## Text segment
..........

In the The Journal of Clinical Investigation, researchers from the National Human Genome Research Institute, the National Eye Institute, and the National Institute of Child Health and Human Development, all part of the National Institutes of Health (NIH), report that excessive production of a specific protein disrupts the protective properties of the skin barrier.
Once the skin barrier is compromised, immune-system-stimulating chemicals – allergens – can enter the body and cause an inflammatory reaction that, in turn, stimulates skin cells to grow rapidly, further diminishing the protective function of the skin.
The compromised barrier, in turn, becomes more porous to allergens that then stimulate more inflammation in a cycle that eventually produces common skin conditions such as psoriasis and eczema.
It may, however, be possible to break the cycle by creating a temporary, artificial barrier on the skin that blocks incoming allergens. The solution could be as simple as developing a lotion that effectively blocks allergens from getting through damaged skin.

..........

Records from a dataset
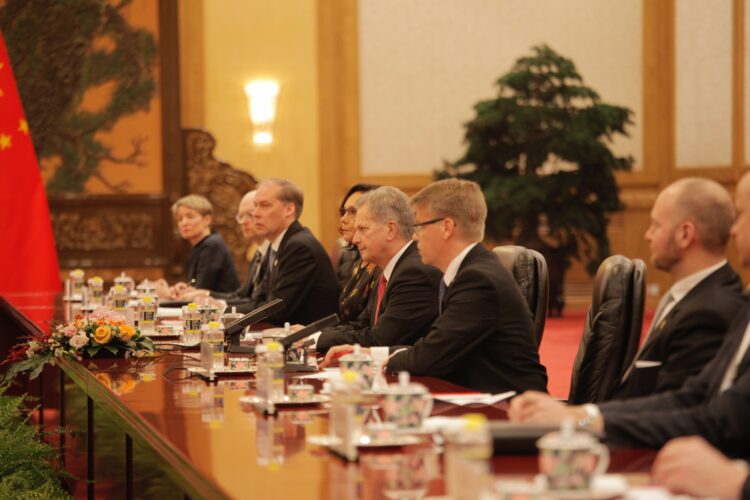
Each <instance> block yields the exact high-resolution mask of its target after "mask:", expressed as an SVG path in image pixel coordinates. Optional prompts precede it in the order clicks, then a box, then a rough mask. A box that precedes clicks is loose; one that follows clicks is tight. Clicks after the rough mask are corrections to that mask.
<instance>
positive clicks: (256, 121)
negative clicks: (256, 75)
mask: <svg viewBox="0 0 750 500" xmlns="http://www.w3.org/2000/svg"><path fill="white" fill-rule="evenodd" d="M245 94H246V95H247V104H248V109H249V111H250V121H251V122H252V124H253V144H255V145H256V146H261V147H269V146H270V145H271V144H273V122H274V120H275V119H276V97H277V96H278V95H279V84H278V82H275V81H273V80H255V81H252V82H250V83H248V84H247V85H245Z"/></svg>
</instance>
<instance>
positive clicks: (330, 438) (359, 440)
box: [307, 434, 422, 448]
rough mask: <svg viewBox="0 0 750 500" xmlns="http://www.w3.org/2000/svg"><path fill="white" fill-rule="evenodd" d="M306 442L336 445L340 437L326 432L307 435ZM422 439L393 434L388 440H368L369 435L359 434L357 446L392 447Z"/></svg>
mask: <svg viewBox="0 0 750 500" xmlns="http://www.w3.org/2000/svg"><path fill="white" fill-rule="evenodd" d="M307 442H308V443H310V444H312V445H315V446H326V447H329V448H330V447H331V446H337V445H339V444H341V439H339V438H338V437H337V436H331V435H328V434H316V435H313V436H308V437H307ZM421 442H422V440H421V439H419V438H418V437H416V436H393V438H391V439H388V440H380V441H370V437H369V436H361V437H360V438H359V443H357V447H358V448H394V447H398V446H410V445H413V444H419V443H421Z"/></svg>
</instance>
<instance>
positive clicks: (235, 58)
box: [180, 0, 321, 233]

..........

## Work order 1
According to the text about the skin barrier, what does excessive production of a specific protein do?
## Work order 2
Carry on the text about the skin barrier from its last sentence.

## Response box 1
It disrupts the protective properties of the skin barrier.

## Response box 2
Keeping allergens out of the skin would keep the immune system from over-stimulating cell growth, giving the skin time to re-create a normal barrier. Current therapies for these skin conditions principally focus on suppressing the immune system, but the medicines used can produce undesired side-effects.
Several recent studies have suggested that defects in the skin barrier may be as important to eczema and psoriasis as the hyperactive response of the immune system. In addition, doctors have observed that individuals with eczema are also likely to develop hay fever and asthma, suggesting a common mechanism for both disorders. The other risk factor for these conditions is having a relative with the disorder, suggesting a genetic connection.
To test whether a defective skin barrier can actually produce these diseases, a team of NIH researchers focused on a specific gene called connexin 26, which makes a protein that forms connections between skin cells that create the normal barrier.
To determine connexin 26’s role in psoriasis, NIH researchers created a line of transgenic mice that over-produce connexin 26. The resulting mice develop psoriatic-type skin sores, just like humans with psoriasis.
The discovery broadens the basic understanding of the causes of skin disorders such as psoriasis and eczema, and may well contribute to the basic understanding of asthma and hay fever, conditions that arise when allergens penetrate the tissue barrier in the lungs and nose, respectively.
The genetic studies suggest that researchers now need to focus on both turning down the immune response, as well as restoring a normal skin barrier to keep the outside world out of the body.